REQUIRED WORK -
Rewrite the car detailing text from "1. Dry glass" up to and including "vertical for instance).", changing every "glass" to "window".

EXERCISE TEXT -
------------------------------------------------------------

Ever wondered how professional valets and detailers are able to make cars look so shiny, and keep them that way for longer?
If you enjoy taking care of your car but are often left disappointed with the results, you’ll feel the benefit of our top 15 car detailing secrets, which offer hints and tips on how to get the most from your washing, waxing and polishing efforts.
Learning how to detail your car to a professional standard isn’t just a matter of vanity, it’s a smart way to maintain your car’s value, and make sure you get the best possible price when it comes to selling it on.
1. Dry glass surfaces in two directions
When cleaning and drying your car’s windows, you’ll almost certainly come across an annoying streak on either the outside or the inside of the glass. To make the process easier, get in the habit of drying the exterior glass in one direction and the interior in another (horizontal and vertical for instance).
By making the effort to dry the glass this way, you’ll know whether the streak is on the outside or inside of the car by the direction it’s facing — so you can deal with the problem quickly without causing any more streaks and blemishes.
2. Don’t forget to clean the very top of the windows
One simple tip that can help you avoid unwanted smears is to wind down the windows to clean the topmost portion of the glass. Excess product can build up in the window jamb, and could result in streaking, dripping and other marks. By winding the windows down an inch or two, you can make sure every inch of the car receives a professional clean, so that all dirt, debris and excess product is removed.

------------------------------------------------------------

STORED DATA -
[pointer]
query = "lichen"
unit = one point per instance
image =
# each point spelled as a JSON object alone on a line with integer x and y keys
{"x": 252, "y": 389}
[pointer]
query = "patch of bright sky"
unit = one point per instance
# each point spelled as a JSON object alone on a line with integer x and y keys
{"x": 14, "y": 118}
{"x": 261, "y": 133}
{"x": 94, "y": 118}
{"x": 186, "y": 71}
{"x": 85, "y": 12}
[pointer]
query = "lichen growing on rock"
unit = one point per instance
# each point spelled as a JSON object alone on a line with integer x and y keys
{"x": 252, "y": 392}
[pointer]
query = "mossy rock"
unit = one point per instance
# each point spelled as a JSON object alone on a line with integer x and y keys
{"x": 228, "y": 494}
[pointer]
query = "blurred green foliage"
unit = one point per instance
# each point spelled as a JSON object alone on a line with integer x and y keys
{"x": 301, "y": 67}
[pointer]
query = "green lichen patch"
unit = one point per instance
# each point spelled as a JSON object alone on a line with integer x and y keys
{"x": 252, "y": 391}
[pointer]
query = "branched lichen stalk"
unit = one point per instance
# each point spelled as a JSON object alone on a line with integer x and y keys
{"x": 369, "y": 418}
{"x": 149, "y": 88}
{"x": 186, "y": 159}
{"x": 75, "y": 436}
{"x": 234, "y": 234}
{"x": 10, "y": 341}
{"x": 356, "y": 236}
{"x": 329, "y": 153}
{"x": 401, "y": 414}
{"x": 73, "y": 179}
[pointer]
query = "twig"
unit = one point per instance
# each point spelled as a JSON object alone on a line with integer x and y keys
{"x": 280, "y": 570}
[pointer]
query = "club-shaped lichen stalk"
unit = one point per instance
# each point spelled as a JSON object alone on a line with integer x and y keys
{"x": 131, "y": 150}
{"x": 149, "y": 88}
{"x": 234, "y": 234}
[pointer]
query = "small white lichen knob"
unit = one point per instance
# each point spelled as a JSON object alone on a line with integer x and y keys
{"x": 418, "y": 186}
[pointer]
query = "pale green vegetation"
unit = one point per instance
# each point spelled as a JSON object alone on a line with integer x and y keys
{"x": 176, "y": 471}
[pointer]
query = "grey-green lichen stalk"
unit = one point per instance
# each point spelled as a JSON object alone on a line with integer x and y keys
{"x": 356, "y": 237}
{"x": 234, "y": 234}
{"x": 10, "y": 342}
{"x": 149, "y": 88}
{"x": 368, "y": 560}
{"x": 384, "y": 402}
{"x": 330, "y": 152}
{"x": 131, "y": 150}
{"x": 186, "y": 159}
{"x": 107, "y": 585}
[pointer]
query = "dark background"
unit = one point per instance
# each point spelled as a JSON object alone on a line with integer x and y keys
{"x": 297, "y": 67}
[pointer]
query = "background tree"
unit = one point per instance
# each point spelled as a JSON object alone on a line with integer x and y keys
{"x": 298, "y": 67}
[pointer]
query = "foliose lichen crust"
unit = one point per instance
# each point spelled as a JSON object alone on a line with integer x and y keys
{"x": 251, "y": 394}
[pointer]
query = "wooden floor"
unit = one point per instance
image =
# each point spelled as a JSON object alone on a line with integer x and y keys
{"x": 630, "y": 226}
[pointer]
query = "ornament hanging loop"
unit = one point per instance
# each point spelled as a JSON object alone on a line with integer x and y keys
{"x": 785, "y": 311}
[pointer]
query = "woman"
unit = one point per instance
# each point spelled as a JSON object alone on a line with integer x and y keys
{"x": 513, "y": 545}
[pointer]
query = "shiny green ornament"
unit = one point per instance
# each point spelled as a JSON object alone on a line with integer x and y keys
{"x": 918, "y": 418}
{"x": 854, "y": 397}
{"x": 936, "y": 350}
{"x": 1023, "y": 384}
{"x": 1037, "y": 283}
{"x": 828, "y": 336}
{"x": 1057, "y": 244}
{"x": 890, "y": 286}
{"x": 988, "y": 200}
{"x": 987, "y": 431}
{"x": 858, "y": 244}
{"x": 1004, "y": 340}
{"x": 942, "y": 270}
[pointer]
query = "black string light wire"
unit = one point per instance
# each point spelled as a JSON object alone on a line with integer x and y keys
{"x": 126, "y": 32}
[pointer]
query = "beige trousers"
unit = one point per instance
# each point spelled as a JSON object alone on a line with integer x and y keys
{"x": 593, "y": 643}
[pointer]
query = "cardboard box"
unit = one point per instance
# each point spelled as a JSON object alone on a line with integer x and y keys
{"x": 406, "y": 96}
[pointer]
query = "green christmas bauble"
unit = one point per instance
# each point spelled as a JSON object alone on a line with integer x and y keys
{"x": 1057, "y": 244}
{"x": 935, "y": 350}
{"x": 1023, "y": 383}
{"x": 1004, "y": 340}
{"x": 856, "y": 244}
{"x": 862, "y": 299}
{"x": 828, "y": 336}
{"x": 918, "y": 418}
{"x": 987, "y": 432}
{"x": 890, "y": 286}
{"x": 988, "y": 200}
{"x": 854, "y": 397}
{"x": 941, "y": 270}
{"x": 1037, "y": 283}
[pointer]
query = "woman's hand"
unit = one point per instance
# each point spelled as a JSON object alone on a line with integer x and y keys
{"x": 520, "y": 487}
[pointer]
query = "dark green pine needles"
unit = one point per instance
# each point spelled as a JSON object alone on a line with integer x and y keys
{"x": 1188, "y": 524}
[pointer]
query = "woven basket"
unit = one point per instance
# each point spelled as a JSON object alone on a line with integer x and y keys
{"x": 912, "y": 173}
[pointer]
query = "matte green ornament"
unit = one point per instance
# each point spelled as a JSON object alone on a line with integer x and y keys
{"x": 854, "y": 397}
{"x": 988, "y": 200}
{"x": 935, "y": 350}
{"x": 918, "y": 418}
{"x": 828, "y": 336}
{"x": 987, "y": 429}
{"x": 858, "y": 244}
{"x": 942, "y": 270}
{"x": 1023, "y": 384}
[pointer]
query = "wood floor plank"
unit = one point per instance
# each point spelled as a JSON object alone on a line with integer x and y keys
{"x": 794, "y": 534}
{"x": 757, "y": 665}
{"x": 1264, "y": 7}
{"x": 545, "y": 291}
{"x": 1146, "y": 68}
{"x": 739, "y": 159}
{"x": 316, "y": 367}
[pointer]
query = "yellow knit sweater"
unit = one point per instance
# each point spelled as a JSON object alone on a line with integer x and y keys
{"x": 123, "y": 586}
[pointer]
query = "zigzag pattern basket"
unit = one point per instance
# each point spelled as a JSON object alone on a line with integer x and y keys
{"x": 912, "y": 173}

------------------------------------------------------------

OUTPUT FOR THIS EXERCISE -
1. Dry window surfaces in two directions
When cleaning and drying your car’s windows, you’ll almost certainly come across an annoying streak on either the outside or the inside of the window. To make the process easier, get in the habit of drying the exterior window in one direction and the interior in another (horizontal and vertical for instance).